*Study material*.
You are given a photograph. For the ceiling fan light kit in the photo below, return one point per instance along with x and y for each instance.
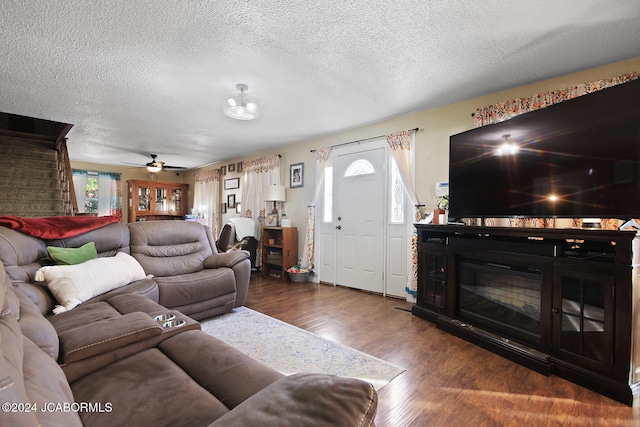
(241, 106)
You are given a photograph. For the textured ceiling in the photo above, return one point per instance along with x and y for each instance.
(149, 76)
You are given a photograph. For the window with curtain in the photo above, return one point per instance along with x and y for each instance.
(98, 193)
(206, 197)
(258, 174)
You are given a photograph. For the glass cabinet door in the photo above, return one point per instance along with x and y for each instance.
(433, 276)
(176, 200)
(144, 199)
(161, 199)
(583, 319)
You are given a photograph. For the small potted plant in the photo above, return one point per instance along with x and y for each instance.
(440, 214)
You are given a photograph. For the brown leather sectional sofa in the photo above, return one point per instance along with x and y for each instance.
(124, 359)
(188, 272)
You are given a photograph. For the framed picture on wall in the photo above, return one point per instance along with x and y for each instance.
(296, 175)
(231, 184)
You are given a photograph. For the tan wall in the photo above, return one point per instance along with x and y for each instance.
(432, 141)
(129, 172)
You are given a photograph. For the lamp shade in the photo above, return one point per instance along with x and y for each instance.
(275, 193)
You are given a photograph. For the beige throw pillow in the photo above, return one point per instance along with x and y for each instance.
(74, 284)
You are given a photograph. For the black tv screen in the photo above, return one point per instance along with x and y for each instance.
(576, 159)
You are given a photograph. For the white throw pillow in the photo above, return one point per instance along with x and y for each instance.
(74, 284)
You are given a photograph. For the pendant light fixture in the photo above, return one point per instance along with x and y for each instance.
(241, 106)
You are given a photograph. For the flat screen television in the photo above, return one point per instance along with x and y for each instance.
(576, 159)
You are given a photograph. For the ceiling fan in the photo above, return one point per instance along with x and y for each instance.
(155, 166)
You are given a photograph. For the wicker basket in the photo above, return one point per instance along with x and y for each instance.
(299, 277)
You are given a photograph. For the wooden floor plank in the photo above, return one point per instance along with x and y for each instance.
(448, 382)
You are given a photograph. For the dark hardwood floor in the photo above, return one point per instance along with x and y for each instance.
(448, 382)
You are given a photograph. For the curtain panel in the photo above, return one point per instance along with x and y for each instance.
(257, 174)
(109, 194)
(79, 178)
(505, 110)
(206, 197)
(400, 143)
(308, 256)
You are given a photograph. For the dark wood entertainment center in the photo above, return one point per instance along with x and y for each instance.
(559, 301)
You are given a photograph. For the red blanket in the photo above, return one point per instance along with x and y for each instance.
(57, 227)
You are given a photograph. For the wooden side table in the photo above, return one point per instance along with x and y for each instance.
(279, 251)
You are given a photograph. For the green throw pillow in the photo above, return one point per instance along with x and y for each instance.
(72, 256)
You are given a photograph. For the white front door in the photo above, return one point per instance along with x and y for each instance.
(359, 220)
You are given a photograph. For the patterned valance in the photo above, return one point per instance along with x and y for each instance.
(262, 165)
(505, 110)
(208, 176)
(322, 154)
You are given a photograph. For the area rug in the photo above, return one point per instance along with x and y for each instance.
(289, 349)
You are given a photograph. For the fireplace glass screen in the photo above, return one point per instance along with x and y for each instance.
(501, 298)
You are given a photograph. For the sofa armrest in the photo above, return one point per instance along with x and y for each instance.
(39, 294)
(226, 259)
(106, 335)
(302, 400)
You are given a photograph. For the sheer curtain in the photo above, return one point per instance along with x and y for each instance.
(79, 177)
(206, 197)
(308, 260)
(257, 174)
(109, 194)
(400, 143)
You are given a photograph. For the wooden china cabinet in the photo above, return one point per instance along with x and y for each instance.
(152, 200)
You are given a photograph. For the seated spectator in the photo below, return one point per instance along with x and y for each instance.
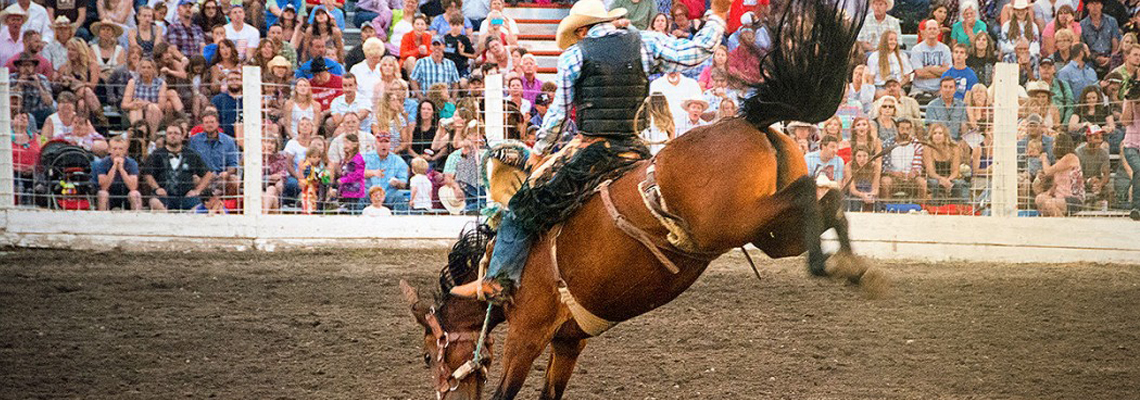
(219, 152)
(388, 171)
(350, 189)
(228, 103)
(877, 24)
(243, 35)
(323, 27)
(865, 177)
(433, 70)
(147, 98)
(376, 195)
(457, 47)
(35, 88)
(968, 26)
(1066, 193)
(902, 168)
(117, 177)
(174, 173)
(316, 50)
(947, 111)
(462, 170)
(415, 45)
(889, 62)
(943, 160)
(326, 86)
(824, 162)
(694, 108)
(1065, 18)
(982, 58)
(1094, 165)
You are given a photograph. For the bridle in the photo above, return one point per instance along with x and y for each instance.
(447, 380)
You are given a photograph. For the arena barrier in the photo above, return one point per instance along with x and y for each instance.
(999, 238)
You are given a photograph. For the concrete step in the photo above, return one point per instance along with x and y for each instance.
(538, 11)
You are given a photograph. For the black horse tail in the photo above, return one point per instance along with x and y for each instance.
(804, 74)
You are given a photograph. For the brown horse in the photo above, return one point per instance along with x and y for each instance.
(724, 186)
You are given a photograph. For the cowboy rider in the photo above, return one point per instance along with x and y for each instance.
(597, 73)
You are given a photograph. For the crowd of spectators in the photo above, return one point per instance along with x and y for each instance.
(153, 89)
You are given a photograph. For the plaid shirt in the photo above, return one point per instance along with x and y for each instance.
(660, 52)
(188, 39)
(428, 72)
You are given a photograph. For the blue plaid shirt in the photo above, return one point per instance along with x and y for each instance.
(660, 52)
(428, 72)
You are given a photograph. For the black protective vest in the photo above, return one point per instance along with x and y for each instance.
(612, 84)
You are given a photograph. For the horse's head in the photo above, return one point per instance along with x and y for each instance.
(452, 333)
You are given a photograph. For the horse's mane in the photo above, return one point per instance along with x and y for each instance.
(803, 76)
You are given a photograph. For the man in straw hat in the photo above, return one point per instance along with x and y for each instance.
(602, 71)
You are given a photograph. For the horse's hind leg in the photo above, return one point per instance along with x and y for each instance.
(563, 357)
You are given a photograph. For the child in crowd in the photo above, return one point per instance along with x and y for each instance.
(377, 209)
(316, 179)
(420, 184)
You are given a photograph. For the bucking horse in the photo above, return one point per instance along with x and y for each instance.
(643, 238)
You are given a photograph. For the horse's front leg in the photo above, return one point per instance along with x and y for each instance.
(563, 357)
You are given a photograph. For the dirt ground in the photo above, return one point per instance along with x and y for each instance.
(332, 325)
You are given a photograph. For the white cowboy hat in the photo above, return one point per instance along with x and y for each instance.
(452, 201)
(584, 13)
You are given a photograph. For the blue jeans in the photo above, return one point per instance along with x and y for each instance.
(512, 245)
(1132, 156)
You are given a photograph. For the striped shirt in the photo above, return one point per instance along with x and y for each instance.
(660, 52)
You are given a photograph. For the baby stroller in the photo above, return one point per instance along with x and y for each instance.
(64, 179)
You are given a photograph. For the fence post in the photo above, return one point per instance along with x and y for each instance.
(1003, 178)
(7, 173)
(251, 130)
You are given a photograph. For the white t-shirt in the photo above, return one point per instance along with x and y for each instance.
(249, 35)
(676, 95)
(421, 185)
(373, 211)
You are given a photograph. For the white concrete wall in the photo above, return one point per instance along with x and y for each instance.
(885, 236)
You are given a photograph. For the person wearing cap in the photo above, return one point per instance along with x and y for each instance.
(877, 23)
(182, 33)
(433, 70)
(603, 70)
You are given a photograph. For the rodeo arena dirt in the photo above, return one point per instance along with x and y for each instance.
(803, 230)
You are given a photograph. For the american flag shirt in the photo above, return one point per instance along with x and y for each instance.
(660, 52)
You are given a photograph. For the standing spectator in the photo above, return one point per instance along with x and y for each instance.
(968, 26)
(174, 173)
(824, 161)
(929, 59)
(38, 18)
(182, 33)
(947, 111)
(11, 40)
(1065, 19)
(942, 160)
(35, 88)
(228, 103)
(326, 87)
(147, 98)
(243, 35)
(961, 73)
(878, 23)
(117, 177)
(433, 70)
(889, 62)
(219, 152)
(1079, 73)
(457, 47)
(387, 170)
(1020, 25)
(1100, 32)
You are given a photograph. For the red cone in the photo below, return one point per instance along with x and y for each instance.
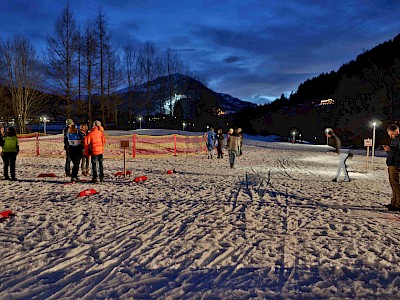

*Task directions*. Reproduce the whole listing exactly, but not the images in it.

*Response box*.
You are given a photograph. For the ceiling fan light kit in the photo below, return one point per instance along with x and y for each instance.
(241, 106)
You are given a photograph. For the textured ceiling in the photo above, return one point per instance along with x and y for each instance.
(149, 76)
You are given a photograph. For the window with curtain in the photo above, return one point per instance along with x and y for each instance.
(98, 193)
(206, 197)
(258, 174)
You are given a photograph. For the glass cabinet door in the photo above, return one point per instance along with x and y for each instance.
(433, 276)
(176, 200)
(144, 199)
(161, 199)
(583, 319)
You are given a photograph. For the small potted plant in the photo above, return one point per instance along with x and y for each instance.
(440, 214)
You are given a photograph. For the brown leather sectional sofa in the photo above, return one point per instance along with x and y for each instance.
(124, 359)
(188, 272)
You are given a photograph. For the framed picture on wall in the photo above, return one point per instance along with x and y for each instance.
(296, 175)
(231, 184)
You are given a photograph. For the tan wall in the photo above, return one point per instance along with x and y for each instance.
(432, 141)
(129, 172)
You are given a photograph. For the lamp shade in the photo above, return one point per instance along with x and y for each instance.
(275, 193)
You are given a photograph. For the beige throw pillow in the photo above, return one point per instance along with x and y for each instance.
(74, 284)
You are given a photograph. For the black tv screen in the photo above, return one point per instance along with x and y for each instance.
(576, 159)
You are given a photograph. For the white throw pillow in the photo above, return one point per instance along with x and y for each instance.
(74, 284)
You are given a photograph. For the pendant light fixture in the photo above, return one point per instance along with x and y for each instance.
(241, 106)
You are given a photograph. For the flat screen television in the photo above, return one point per instance along with x and y for each instance.
(576, 159)
You are given a photograph. For the ceiling fan in the photo above, return one point per instance along with x and y for each instance.
(155, 166)
You are given a photograph. For the wicker basket in the photo above, return one point per instance along with x and y for each instance.
(299, 277)
You are given a photograph. For the wooden floor plank in the photo above, return one point per instance along with x and y for each instance.
(448, 382)
You are given a photograph. For the dark hardwood floor in the photo above, return one point per instance along with x and y for each instance.
(448, 382)
You are given a photograph. For the curtain panel in the photo above, return one point per instance along with x and y for each instance.
(257, 174)
(109, 194)
(79, 178)
(505, 110)
(206, 197)
(400, 143)
(308, 256)
You are given a photograph. For the dark wood entertainment center in the photo above, return one point per instance along with x and y for each instance.
(559, 301)
You are given a photograph. For the red blanket in the photo above, return one point per instance along with x and y for each instance.
(57, 227)
You are given a photograph. For the wooden side table in the photo above, return one point per instance along with x and y for each instance.
(279, 251)
You are given a photograph. For the green throw pillow in the photo above, return one point per instance along with x and y for each instance.
(72, 256)
You are given a photograph. For the white front door in the photo above, return one point per instance along with x and y for each instance.
(359, 220)
You are given a photograph. For the patterned valance in the photo above, return one point per instance along with x and y for each instance.
(262, 165)
(505, 110)
(208, 176)
(322, 154)
You are given a photograph. For the area rug in the photo above, return one point per instance along with x and y for each instance.
(289, 349)
You are given a photograph. For the fireplace glass screen in the photo above, return one point per instance along with x and y for each instance.
(501, 298)
You are given a photograph. For the sofa armrest in the photo above, return one point per instance along with x and y for each instance.
(39, 294)
(226, 259)
(106, 335)
(302, 400)
You are given a photograph. For the sheer curtain in the photo above, return one point per instance along with x and y for each instance.
(79, 177)
(206, 197)
(308, 260)
(257, 174)
(109, 194)
(400, 143)
You are given a photograph. For the wooden china cabinet in the photo above, return one point per instance along with x and y for each instance.
(152, 200)
You are given a photograph. For the seated spectator in the photo below, return one point per instance along with x and y for each instance.
(219, 152)
(388, 171)
(350, 189)
(228, 103)
(877, 24)
(243, 35)
(323, 27)
(865, 177)
(433, 70)
(147, 98)
(376, 195)
(457, 47)
(35, 88)
(968, 26)
(1066, 193)
(902, 168)
(117, 177)
(174, 173)
(316, 50)
(947, 111)
(462, 170)
(415, 45)
(889, 62)
(943, 160)
(326, 86)
(824, 162)
(694, 108)
(1065, 18)
(982, 58)
(1094, 165)
You are given a photograph. For the bridle in the photo above, return one point per instance along with x and y for each instance.
(447, 380)
You are given a photograph. For the arena barrier in the photo above, return one point per instance along with x and y for each instance.
(999, 238)
You are given a photograph. For the concrete step in the photo above, return one point per instance along with x and y for each instance.
(538, 11)
You are given a photograph. For the black horse tail in the photo above, return one point per instance along with x and y for each instance.
(804, 74)
You are given a photograph. For the brown horse in the photo above, return one point per instance along with x and y for each instance.
(724, 186)
You are given a photograph. For the cowboy rider in the photo above, return one point per instance along with x and y for each instance.
(597, 73)
You are given a photograph. For the crowd of spectators in the photo above, return one point per instance along with x and y for each instance.
(153, 89)
You are given a photograph. For the plaid shirt in the photo above, return one point per instance along with x and y for each instance.
(660, 52)
(188, 39)
(428, 72)
You are given a photograph. For the blue plaid shirt in the photo above, return one point per instance along with x and y for each instance.
(660, 52)
(428, 72)
You are given a photograph. For the black protective vest in the photo above, return one point per instance along with x and y for each instance.
(612, 84)
You are given a photograph. For the horse's head in the photo above, return one point per instance along with x and y for each instance.
(452, 333)
You are given a photograph. For the horse's mane in the photo above, return one point per instance along with x and y for each instance.
(803, 76)
You are given a photograph. For the man in straw hat in the photo above, return one point per instance along with x and y for each instance.
(602, 71)
You are given a photograph. For the horse's hind leg in the photo above, return one point per instance along with x and y for each instance.
(563, 357)
You are given a photograph. For the child in crowd in the photo above, return one point per instance along with x and y for each instance.
(377, 209)
(316, 179)
(420, 184)
You are given a photograph. For the bucking horse in the photo above, return one point per instance along with x and y for each instance.
(643, 238)
You are given a photograph. For the horse's front leg in the photo above, return one point per instance along with x and y for each instance.
(563, 357)
You are given a photograph. For the dirt ground in the photo above, return one point per instance along with x and y for each instance.
(332, 325)
You are given a photograph. For the white cowboy hat in the photo above, return one point per instance along with x and y for each instance.
(452, 201)
(584, 13)
You are given a photograph. For the blue jeans in the photo above, return one point per instance along with x and y for each instance.
(512, 245)
(1132, 156)
You are given a photograph. For the striped shirt in the photo above, return one point per instance along with x and y for each instance.
(660, 52)
You are given a photograph. For the baby stroller in the photo above, return one point per instance along with x and y for each instance.
(64, 179)
You are given a photograph. For the fence post in the photo above, return one point per instance along with x and y for each instance.
(1003, 178)
(7, 173)
(251, 130)
You are given a photograph. For the white t-shirt in the photo above, return one point per instance along with x and y for each instance.
(249, 35)
(676, 95)
(421, 185)
(373, 211)
You are given a photograph. For the white concrete wall in the photo above, return one point per instance along with x and y for each instance.
(885, 236)
You are given a photograph. For the person wearing cap in the photo above, return one point per instance along with x and y for each instance.
(877, 23)
(182, 33)
(433, 70)
(603, 70)
You are given a photograph. For the rodeo arena dirt in the photo above, return one point per instance along with x and y for each instance.
(803, 230)
You are given a photograph. For the american flag shirt in the photo above, return one point per instance along with x and y for each instance.
(660, 52)
You are given a photograph. For the standing spectator in the photo above, return one point per instance along with x and y for each instance.
(968, 26)
(174, 173)
(824, 161)
(929, 59)
(38, 18)
(182, 33)
(947, 111)
(11, 40)
(1065, 19)
(942, 160)
(35, 88)
(228, 103)
(326, 87)
(147, 98)
(243, 35)
(961, 73)
(878, 23)
(117, 177)
(433, 70)
(889, 62)
(219, 152)
(1079, 73)
(457, 47)
(387, 170)
(1020, 25)
(1100, 32)
You are given a photograph. For the red cone in the photo below, return one point per instance along with x and y for each instance.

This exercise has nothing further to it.